Wie Geldroboter unser Geld umverteilen

Unter deutschen Politikerinnen und Politikern wird die Digitalisierung gerne als Industrie 4.0 interpretiert, also als eine weitere technische Modernisierung der industriellen Produktion.

Das dieses Verständnis der Digitalisierung unserer Gesellschaften viel zu kurz greift, verdeutlicht eine neue Publikation des Wiener Promedia Verlags. Dort ist kürzlich der Band „Die Geldroboter“ von Martin Ehrenhauser erschienen. Im Mittelpunkt dieses Bandes steht der so genannte Hochfrenquenzhandel. Was Hochfrenquenzhandel praktisch bedeutet, macht das folgende Zitat aus dem Band von Ehrenhauser deutlich:

„Doch nicht nur die Geschwindigkeit hat sich [durch den Hochfrenquenzhandel, Anm. d.A.] dramatisch erhöht, auch die Anzahl der Aufträge hat sich potenziert. Waren es vor zehn Jahren noch siebzig Orders, die ein Händler täglich an eine einzige Börse sendet, sind es heute eine Million Orders an fünf verschiedenen Handelsplätzen. Die Bedürfnisse der Realwirtschaft spielen dabei keine Rolle. Schnell kaufen und sofort wieder verkaufen ist die Devise. Auch am Aktienmarkt. So betrug die durchschnittliche Haltezeit von Aktien im Jahr 1980 noch knapp zehn Jahre, im Jahre 2000 waren es noch sechs Monate, im Jahr Jahr 2013 lediglich 23 Sekunden.“ (S. 98)

Was Ehrenhauser hier skizziert sind die realen Prozesse hinter dem, was seit Jahren als Turbo-Kapitalismus bezeichnet und kritisiert wird: Die Digitalisierung der Finanzmärkte – also die Verlagerung der Finanztransaktionen vom Börsenparkett mit realen Menschen in komplexe mathematische Formeln, Algorithmen, die auf Computern laufen und automatisiert in Millisekunden nicht nur die Finanzmärkte abscannen, sondern auch Presseagenturen, und aufgrund der gesammelten Informationen entscheiden, ob Wertpapiere gekauft, verkauft oder ob getätigte Aufträge wieder storniert werden. Hier handeln also nicht mehr reale Menschen mit Wertpapieren, sondern Computer. Menschen geben lediglich Parameter ein, nach denen die Computer dann am Markt agieren.

Martin Ehrenhauser gelingt es, in verständlicher Weise in dieses komplexe und bisher nur einer überschaubaren Gruppe von Fachleuten geläufige Themenfeld umfassend einzuführen. Er verknüpft den komplexen Stoff wo immer es geht mit plastischen Beispielen aus der Alltagswelt und macht ihn so greifbar und anschaulich. Und der drögen Welt der Computer und Finanzstatistiken verleiht er Lebendigkeit, in dem er immer wieder die Personen, die er im Rahmen seiner Recherchen interview hat, und die Orte, an denen er sie getroffen hat, kurz beschreibt.

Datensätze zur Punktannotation
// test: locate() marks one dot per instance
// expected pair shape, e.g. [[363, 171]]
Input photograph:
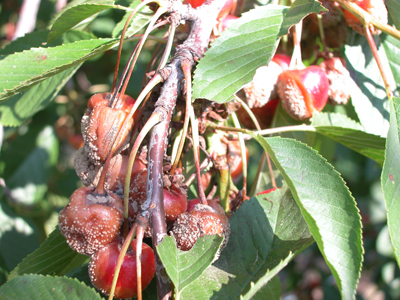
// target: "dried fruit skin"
[[303, 91], [101, 124], [376, 8], [89, 221], [339, 80], [201, 220], [102, 266]]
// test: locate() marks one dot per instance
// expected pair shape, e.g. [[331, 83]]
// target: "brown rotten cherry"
[[90, 221], [201, 220], [376, 8], [102, 267], [303, 92], [102, 122], [339, 80]]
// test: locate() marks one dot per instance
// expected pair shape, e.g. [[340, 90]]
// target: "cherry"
[[212, 203], [76, 141], [90, 221], [228, 7], [102, 266], [201, 220], [101, 124], [303, 91], [235, 160], [175, 202], [376, 8], [339, 80]]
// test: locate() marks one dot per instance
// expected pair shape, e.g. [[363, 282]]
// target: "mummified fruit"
[[102, 267], [376, 8], [201, 220], [303, 92], [89, 172], [339, 80], [101, 124], [90, 221], [175, 202]]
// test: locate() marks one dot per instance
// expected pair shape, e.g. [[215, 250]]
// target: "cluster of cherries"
[[92, 221]]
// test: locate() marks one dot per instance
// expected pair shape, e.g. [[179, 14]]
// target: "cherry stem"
[[196, 150], [296, 61], [120, 259], [262, 161], [120, 51], [242, 153], [374, 51], [170, 41], [139, 243], [203, 165], [151, 122], [367, 19], [186, 68], [149, 28], [321, 31]]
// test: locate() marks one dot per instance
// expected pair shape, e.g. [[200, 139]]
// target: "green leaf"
[[390, 177], [263, 239], [18, 237], [271, 291], [393, 7], [249, 43], [22, 70], [21, 107], [54, 257], [139, 21], [327, 206], [183, 267], [74, 15], [392, 50], [368, 94], [351, 134], [28, 184], [37, 287]]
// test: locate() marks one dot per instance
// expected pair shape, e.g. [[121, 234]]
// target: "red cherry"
[[175, 203], [303, 91], [102, 267], [267, 191], [376, 8], [228, 7], [90, 221]]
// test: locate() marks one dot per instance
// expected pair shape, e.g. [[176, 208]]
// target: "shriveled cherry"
[[339, 80], [175, 202], [102, 267], [303, 91], [201, 220], [101, 124], [376, 8], [90, 221]]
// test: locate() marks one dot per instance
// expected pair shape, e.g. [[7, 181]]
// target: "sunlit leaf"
[[327, 206]]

AUFGABEN:
A - Gib den Absatz im Text über Geldroboter, der mit „Was Ehrenhauser hier skizziert“ beginnt, kürzer wieder und behalte dabei seine wesentlichen Fakten bei.
B - Wie lange wurden Aktien laut dem Text über Geldroboter im Jahr 1980 durchschnittlich gehalten?
C - Greif den Text über Geldroboter auf und schreib ihn im Anschluss an seinen letzten Satz weiter.
Die Zeilen werden für die Aufgaben nicht gebraucht.

SCHRIFTLICHE ANTWORTEN:
A - Ehrenhauser zeigt die realen Vorgänge hinter dem, was seit Jahren als Turbo-Kapitalismus kritisiert wird: die Digitalisierung der Finanzmärkte. Der Handel wandert vom Börsenparkett in Algorithmen auf Computern. Diese scannen in Millisekunden Finanzmärkte und Presseagenturen ab und entscheiden danach, ob Wertpapiere gekauft oder verkauft oder Aufträge storniert werden. Es handeln also Computer statt Menschen. Die Menschen geben nur noch die Parameter vor.

B - Knapp zehn Jahre.

C -
Auch wenn der so genannte Hochfrenquenzhandel erst seit wenigen Jahren zur vollen Entfaltung gekommen ist – rund 90 % des Wertpapierhandels weltweit wird heute durch Geldroboter ausgeführt – so führen seine Ursprünge doch zurück bis in die 1960er Jahre. Wie Ehrenhauser nachzeichnet, kamen wesentliche Impulse für die Entwicklung der dem Hochfrequenzhandel zugrundeliegenden Algorithmen tatsächlich aus realen Spielkasinos.

Ebenso führt Ehrenhauser in die Entwicklung der Unternehmensstrukturen ein, die die Gelbroboter betreiben und stellt eine Reihe der unterschiedlichen Akteure vor und entwickelt so ein anschauliches Bild dieser Branche, in der sich neben gigantisch großen Vermögenswaltungsunternehmen wie z.B. Blackrock und Geldroboter wie Virtu Financial auch Nerds als Einpersonenunternehmen erfolgreich bewegen – die derzeit wichtigsten Betreiber von Geldrobotern sind im Anhang des Bandes aufgelistet. Dazu gehört ebenfalls die Beschreibung des enorm kostspieligen technischen Wettrüstens dieser Firmen, um wenige Millisekunden schneller an Informationen zu gelangen als die Konkurrenz.

Im Zentrum der Beschreibungen und Analysen von Martin Ehrenhauser stehen jedoch die Dynamiken, die durch die Geldroboter auf den Finanzmärkten ausgelöst wurden, sowie die Frage nach dem gesellschaftlichen und wirtschaftlichen Nutzen der Geldroboter und des Hochfrequenzhandels.

Die Geldroboter und die Geschäftsstrategien ihrer Eigentümer sind so konzipiert, dass sie selbst in Krisen, wie der europäischen Finanzkrise ab 2008, noch enorme Gewinne einfahren konnten und so zu einer weiteren Vermögensumverteilung beitrugen, die unsere Gesellschaft zunehmend spalten.

Als die wohl brisanteste gesellschaftliche Wirkung beschreibt Ehrenhauser die ungleiche Konkurrenz zwischen den Geldrobotern und den klassischen institutionellen Anlegern, also die Versicherungen und Altersvorsorgekassen. Es gelingt ihm nachvollziehbar darzustellen, worin die Assymetrie der Konkurrenz von Geldrobotern und klassischen Versicherungen liegt und aufzuzeigen, dass diese Assymetrie langfristig zu einer substantiellen Gefährdung der Altersvorsorge in unseren Gesellschaften führt.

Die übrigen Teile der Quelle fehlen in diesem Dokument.